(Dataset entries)
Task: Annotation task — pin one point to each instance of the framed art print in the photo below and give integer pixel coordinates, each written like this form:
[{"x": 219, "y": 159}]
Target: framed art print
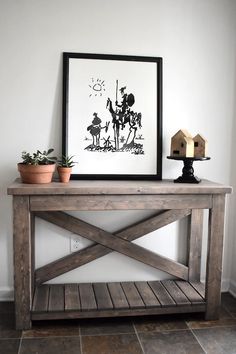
[{"x": 112, "y": 116}]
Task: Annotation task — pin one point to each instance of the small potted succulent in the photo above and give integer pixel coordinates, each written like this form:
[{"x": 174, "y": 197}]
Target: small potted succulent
[
  {"x": 37, "y": 167},
  {"x": 64, "y": 168}
]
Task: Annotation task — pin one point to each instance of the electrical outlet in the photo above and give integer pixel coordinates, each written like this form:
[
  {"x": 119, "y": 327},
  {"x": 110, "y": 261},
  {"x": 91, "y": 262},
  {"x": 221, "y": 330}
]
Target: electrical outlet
[{"x": 75, "y": 243}]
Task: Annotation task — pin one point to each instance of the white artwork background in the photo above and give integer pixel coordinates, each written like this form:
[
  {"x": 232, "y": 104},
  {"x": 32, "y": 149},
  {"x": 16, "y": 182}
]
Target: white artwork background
[{"x": 140, "y": 79}]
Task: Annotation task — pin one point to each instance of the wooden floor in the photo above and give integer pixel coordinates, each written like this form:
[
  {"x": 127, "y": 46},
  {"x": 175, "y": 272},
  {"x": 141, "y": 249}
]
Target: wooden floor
[{"x": 54, "y": 301}]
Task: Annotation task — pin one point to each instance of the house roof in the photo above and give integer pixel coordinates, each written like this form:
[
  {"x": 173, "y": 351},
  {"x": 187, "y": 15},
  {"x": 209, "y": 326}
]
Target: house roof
[
  {"x": 199, "y": 137},
  {"x": 182, "y": 132}
]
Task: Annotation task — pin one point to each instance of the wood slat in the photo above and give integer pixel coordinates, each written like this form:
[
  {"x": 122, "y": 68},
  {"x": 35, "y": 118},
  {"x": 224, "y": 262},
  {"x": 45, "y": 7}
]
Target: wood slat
[
  {"x": 147, "y": 294},
  {"x": 175, "y": 292},
  {"x": 56, "y": 298},
  {"x": 118, "y": 296},
  {"x": 162, "y": 294},
  {"x": 41, "y": 298},
  {"x": 72, "y": 300},
  {"x": 93, "y": 252},
  {"x": 199, "y": 287},
  {"x": 87, "y": 297},
  {"x": 190, "y": 292},
  {"x": 119, "y": 202},
  {"x": 132, "y": 295},
  {"x": 102, "y": 295}
]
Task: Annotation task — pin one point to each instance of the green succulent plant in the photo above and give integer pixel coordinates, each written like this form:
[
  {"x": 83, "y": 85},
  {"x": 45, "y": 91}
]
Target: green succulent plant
[
  {"x": 66, "y": 161},
  {"x": 38, "y": 157}
]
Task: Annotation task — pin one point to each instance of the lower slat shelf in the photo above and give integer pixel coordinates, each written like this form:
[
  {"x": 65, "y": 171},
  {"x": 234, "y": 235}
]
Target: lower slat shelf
[{"x": 87, "y": 300}]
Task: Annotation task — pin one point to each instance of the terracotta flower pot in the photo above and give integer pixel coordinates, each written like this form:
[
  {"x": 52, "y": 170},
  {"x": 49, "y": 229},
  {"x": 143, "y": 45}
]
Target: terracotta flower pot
[
  {"x": 36, "y": 173},
  {"x": 64, "y": 173}
]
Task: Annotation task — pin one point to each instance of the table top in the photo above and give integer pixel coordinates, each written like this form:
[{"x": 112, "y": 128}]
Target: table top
[{"x": 116, "y": 187}]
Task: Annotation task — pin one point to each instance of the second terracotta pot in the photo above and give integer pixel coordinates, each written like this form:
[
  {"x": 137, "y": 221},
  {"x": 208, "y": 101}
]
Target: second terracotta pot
[{"x": 64, "y": 173}]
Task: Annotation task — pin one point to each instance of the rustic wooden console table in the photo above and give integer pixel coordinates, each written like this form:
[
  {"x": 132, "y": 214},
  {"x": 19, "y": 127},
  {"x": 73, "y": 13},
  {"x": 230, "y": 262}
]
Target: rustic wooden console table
[{"x": 35, "y": 300}]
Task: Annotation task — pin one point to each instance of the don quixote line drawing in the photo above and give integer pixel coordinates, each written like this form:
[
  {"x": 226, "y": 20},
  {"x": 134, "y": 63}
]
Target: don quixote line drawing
[{"x": 123, "y": 132}]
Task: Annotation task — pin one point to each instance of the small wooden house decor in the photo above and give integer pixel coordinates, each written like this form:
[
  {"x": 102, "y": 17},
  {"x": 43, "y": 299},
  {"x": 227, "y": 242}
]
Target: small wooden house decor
[
  {"x": 182, "y": 144},
  {"x": 200, "y": 146}
]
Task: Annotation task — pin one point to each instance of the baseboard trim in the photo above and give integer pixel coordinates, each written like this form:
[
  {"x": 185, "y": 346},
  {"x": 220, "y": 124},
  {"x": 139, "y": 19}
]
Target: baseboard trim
[
  {"x": 232, "y": 288},
  {"x": 6, "y": 293}
]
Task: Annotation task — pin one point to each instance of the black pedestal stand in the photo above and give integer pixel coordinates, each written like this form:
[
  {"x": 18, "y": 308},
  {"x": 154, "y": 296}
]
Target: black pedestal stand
[{"x": 188, "y": 171}]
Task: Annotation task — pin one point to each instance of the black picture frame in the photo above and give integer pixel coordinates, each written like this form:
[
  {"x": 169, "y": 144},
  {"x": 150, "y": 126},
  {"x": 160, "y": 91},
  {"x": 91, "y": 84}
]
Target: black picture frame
[{"x": 113, "y": 134}]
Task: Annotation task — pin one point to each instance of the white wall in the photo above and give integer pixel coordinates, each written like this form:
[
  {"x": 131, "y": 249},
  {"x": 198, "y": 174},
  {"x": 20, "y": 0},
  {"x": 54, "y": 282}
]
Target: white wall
[{"x": 196, "y": 39}]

#### [Task objective]
Nothing but an exact repeat of the records, pictures excluded, belongs in the answer.

#### [Answer to this exercise]
Task: Annotation task — pin one point to each instance of the framed art print in the photo below and give integer pixel coordinates, each written like this form:
[{"x": 219, "y": 159}]
Target: framed art print
[{"x": 112, "y": 116}]
Task: Annotation task — pin one point to each instance of the small potted succulent in the photo above and give integer pixel coordinates, each written like this form:
[{"x": 174, "y": 197}]
Target: small potted succulent
[
  {"x": 37, "y": 167},
  {"x": 64, "y": 168}
]
Task: Annotation task — pin one point to each instance of the electrical outlet in the photo above and give integer pixel coordinates, each written like this form:
[
  {"x": 119, "y": 327},
  {"x": 110, "y": 261},
  {"x": 91, "y": 262},
  {"x": 221, "y": 330}
]
Target: electrical outlet
[{"x": 75, "y": 243}]
Task: Annotation task — pin one point to each instance of the white artwork background in the photo above and give integer pixel coordinates, each written like this form:
[
  {"x": 232, "y": 104},
  {"x": 32, "y": 149},
  {"x": 16, "y": 182}
]
Target: white artwork background
[{"x": 140, "y": 79}]
Task: Annotation task — pin one point to each instance of the wooden floor in the photo above and give integer pixel coordinates, each written like this form:
[
  {"x": 127, "y": 46},
  {"x": 175, "y": 272},
  {"x": 141, "y": 249}
]
Target: wooden floor
[{"x": 54, "y": 301}]
Task: Annotation task — pin one point to each instance of the house roof in the photo above and give integer pixel coordinates, each written like this form:
[
  {"x": 173, "y": 351},
  {"x": 187, "y": 15},
  {"x": 209, "y": 326}
]
Target: house roof
[
  {"x": 199, "y": 137},
  {"x": 182, "y": 132}
]
Task: Annotation task — pin one point to each instance of the wood slat in the photo above and give integer pixel coordinates, each written like this form:
[
  {"x": 122, "y": 68},
  {"x": 35, "y": 118},
  {"x": 224, "y": 262},
  {"x": 45, "y": 7}
]
Target: wood slat
[
  {"x": 147, "y": 294},
  {"x": 175, "y": 292},
  {"x": 56, "y": 298},
  {"x": 118, "y": 296},
  {"x": 162, "y": 294},
  {"x": 41, "y": 298},
  {"x": 72, "y": 300},
  {"x": 93, "y": 252},
  {"x": 199, "y": 287},
  {"x": 87, "y": 297},
  {"x": 190, "y": 292},
  {"x": 119, "y": 202},
  {"x": 132, "y": 295},
  {"x": 102, "y": 295}
]
Task: Annotation task — pin one point to each instance of the green succulent plant in the photo above and give integer pixel coordinates, each written like this form:
[
  {"x": 83, "y": 85},
  {"x": 45, "y": 91}
]
Target: green succulent plant
[
  {"x": 66, "y": 161},
  {"x": 38, "y": 157}
]
Task: Annotation task — pin one point to each instance of the lower slat shelf in the photo above and give integer pixel coordinates, each written like this form:
[
  {"x": 65, "y": 171},
  {"x": 234, "y": 235}
]
Target: lower slat shelf
[{"x": 87, "y": 300}]
Task: Annotation task — pin one point to each instance of the terracotta flower pot in the photo above and give integer pixel coordinates, each written like this form:
[
  {"x": 52, "y": 170},
  {"x": 49, "y": 229},
  {"x": 143, "y": 45}
]
Target: terracotta flower pot
[
  {"x": 36, "y": 173},
  {"x": 64, "y": 173}
]
Task: Annotation task — pin one point to each instance of the table top in the photo above and give integer pixel coordinates, each written like this form:
[{"x": 112, "y": 128}]
Target: table top
[{"x": 116, "y": 187}]
Task: Annotation task — pin one point to each instance of the second terracotta pot in the photo above and give integer pixel coordinates, each written like this form:
[
  {"x": 137, "y": 221},
  {"x": 208, "y": 101}
]
Target: second terracotta pot
[{"x": 64, "y": 173}]
Task: Annotation task — pin one point to each instance of the rustic wooden console table in the photo above and give integer pixel coordinates, each written like this form:
[
  {"x": 132, "y": 214},
  {"x": 19, "y": 127},
  {"x": 73, "y": 13},
  {"x": 230, "y": 262}
]
Target: rustic wooden console table
[{"x": 35, "y": 300}]
Task: Annotation task — pin one point to each instance of the don quixote line drawing in the photo above and give integer pixel coordinates, each written like this form:
[
  {"x": 226, "y": 20},
  {"x": 134, "y": 63}
]
Target: don quixote line drawing
[{"x": 123, "y": 132}]
Task: Annotation task — pin one point to each instance of the small wooden house decor in the photo above and give integer pixel coordinates, each written like this form:
[
  {"x": 102, "y": 17},
  {"x": 43, "y": 299},
  {"x": 227, "y": 242}
]
Target: small wooden house decor
[
  {"x": 182, "y": 144},
  {"x": 200, "y": 146}
]
Task: Annotation task — pin one point to each instance of the baseboard trim in the photo above and give integer pixel coordinates, each written like this form:
[
  {"x": 185, "y": 346},
  {"x": 220, "y": 124},
  {"x": 139, "y": 19}
]
Target: baseboard trim
[
  {"x": 232, "y": 288},
  {"x": 6, "y": 293}
]
Task: Annotation task — pin one point to each instance of the black pedestal stand in the photo above and give integer pixel coordinates, each written like this form:
[
  {"x": 18, "y": 308},
  {"x": 154, "y": 296}
]
Target: black pedestal stand
[{"x": 188, "y": 171}]
Task: Annotation task — pin one point to each instance of the black picture frame in the photo above and give integer pixel coordinates, each written like this form:
[
  {"x": 169, "y": 144},
  {"x": 150, "y": 126},
  {"x": 160, "y": 91},
  {"x": 91, "y": 84}
]
Target: black picture frame
[{"x": 113, "y": 134}]
Task: Annotation task — pin one point to each instance of the white wall in the photo above and give integer pixel coordinates, each written like this form:
[
  {"x": 131, "y": 249},
  {"x": 198, "y": 174},
  {"x": 20, "y": 0},
  {"x": 54, "y": 282}
]
Target: white wall
[{"x": 196, "y": 39}]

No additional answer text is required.